Those lines of the data that hold the word "below" are to be copied out.

Records drawn from a dataset:
· · · ·
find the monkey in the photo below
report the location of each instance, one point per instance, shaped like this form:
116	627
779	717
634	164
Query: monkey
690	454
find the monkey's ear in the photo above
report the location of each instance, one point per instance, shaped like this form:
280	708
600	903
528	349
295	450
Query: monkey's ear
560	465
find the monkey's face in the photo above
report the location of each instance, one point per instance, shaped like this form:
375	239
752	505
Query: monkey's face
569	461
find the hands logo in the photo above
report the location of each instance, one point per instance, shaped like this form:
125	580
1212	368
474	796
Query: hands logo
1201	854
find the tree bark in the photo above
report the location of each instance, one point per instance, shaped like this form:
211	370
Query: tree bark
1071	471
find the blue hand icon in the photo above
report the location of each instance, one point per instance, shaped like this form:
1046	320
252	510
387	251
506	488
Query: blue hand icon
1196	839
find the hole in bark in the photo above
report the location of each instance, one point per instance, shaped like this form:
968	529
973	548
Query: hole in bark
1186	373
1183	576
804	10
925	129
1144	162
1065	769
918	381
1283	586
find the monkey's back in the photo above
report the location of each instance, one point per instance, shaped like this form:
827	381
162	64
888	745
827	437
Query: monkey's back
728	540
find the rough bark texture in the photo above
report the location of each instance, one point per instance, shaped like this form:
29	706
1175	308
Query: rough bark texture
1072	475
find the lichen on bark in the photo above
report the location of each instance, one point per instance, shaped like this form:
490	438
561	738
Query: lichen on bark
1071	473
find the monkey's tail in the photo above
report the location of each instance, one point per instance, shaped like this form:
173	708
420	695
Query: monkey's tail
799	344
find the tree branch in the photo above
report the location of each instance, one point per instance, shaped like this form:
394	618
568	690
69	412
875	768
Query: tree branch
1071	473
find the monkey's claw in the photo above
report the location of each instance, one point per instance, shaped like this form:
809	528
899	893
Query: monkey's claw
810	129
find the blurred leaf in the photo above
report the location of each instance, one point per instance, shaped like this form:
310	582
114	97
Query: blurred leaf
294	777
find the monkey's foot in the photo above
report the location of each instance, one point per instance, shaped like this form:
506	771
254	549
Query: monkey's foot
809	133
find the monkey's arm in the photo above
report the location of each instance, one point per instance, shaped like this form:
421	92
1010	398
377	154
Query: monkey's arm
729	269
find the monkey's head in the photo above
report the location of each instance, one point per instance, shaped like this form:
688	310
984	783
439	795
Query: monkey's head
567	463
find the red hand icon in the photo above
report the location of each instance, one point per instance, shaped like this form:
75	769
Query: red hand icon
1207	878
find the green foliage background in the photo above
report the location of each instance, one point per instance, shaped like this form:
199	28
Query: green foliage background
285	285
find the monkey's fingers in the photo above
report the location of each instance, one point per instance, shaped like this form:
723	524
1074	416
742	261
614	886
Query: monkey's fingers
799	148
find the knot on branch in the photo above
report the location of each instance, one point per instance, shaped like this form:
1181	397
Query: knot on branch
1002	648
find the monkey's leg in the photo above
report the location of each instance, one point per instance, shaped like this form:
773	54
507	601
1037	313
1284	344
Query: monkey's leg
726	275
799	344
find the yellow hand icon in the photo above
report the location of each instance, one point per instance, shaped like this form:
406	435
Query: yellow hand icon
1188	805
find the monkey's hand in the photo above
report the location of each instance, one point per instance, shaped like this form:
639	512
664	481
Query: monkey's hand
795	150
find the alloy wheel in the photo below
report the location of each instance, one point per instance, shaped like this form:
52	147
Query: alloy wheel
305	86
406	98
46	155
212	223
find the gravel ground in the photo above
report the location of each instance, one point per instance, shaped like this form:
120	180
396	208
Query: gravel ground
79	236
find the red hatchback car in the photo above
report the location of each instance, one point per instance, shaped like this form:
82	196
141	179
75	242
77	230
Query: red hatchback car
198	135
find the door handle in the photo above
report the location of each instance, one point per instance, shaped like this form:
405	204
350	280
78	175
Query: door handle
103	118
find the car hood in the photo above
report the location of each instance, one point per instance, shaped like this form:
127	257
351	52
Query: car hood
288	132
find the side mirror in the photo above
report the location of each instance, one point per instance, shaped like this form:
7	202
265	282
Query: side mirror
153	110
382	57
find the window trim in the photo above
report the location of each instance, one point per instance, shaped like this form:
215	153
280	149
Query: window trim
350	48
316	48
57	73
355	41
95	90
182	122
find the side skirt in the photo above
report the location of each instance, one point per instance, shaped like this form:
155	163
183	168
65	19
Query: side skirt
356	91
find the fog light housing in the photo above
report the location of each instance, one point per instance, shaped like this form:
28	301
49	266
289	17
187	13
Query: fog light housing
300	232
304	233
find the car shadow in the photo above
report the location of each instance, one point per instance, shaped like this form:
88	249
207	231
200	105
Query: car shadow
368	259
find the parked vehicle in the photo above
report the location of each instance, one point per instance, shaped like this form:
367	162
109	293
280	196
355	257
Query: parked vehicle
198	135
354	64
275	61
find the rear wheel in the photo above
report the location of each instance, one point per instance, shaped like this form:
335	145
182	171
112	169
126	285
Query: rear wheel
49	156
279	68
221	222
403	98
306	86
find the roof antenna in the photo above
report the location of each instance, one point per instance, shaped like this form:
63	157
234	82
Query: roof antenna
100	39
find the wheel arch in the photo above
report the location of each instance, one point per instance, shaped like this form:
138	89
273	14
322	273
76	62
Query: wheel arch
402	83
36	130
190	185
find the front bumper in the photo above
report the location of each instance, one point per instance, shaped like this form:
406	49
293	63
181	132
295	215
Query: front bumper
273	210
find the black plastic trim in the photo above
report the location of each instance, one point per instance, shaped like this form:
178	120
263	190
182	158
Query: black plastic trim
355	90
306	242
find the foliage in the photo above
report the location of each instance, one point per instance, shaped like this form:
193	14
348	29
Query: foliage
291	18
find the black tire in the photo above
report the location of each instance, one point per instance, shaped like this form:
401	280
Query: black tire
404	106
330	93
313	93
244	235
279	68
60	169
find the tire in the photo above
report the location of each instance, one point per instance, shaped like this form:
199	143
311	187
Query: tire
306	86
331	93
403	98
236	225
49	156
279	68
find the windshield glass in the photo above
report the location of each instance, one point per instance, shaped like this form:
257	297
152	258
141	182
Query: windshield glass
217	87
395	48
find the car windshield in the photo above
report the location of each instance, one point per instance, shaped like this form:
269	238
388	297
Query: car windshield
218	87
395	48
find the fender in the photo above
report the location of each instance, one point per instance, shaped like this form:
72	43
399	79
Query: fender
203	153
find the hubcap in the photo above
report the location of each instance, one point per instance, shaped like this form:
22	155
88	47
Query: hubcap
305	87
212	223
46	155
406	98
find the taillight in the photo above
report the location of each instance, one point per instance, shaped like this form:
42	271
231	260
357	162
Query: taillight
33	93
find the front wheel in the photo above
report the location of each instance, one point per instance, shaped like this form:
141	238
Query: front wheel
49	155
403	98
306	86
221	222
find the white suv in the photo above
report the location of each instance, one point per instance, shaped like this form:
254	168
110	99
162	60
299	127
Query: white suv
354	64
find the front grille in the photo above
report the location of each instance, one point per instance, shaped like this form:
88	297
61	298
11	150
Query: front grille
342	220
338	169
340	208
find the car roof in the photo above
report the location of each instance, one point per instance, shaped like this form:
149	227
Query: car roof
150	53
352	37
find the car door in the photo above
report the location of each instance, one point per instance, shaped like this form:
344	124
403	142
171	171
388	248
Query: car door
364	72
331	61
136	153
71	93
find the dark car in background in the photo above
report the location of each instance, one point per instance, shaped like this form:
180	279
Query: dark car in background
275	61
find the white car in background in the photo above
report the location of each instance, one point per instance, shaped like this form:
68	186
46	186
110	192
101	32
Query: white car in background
· · · ·
# Reply to the task:
find the monkey in the photo below
find the alloy wheel in the photo below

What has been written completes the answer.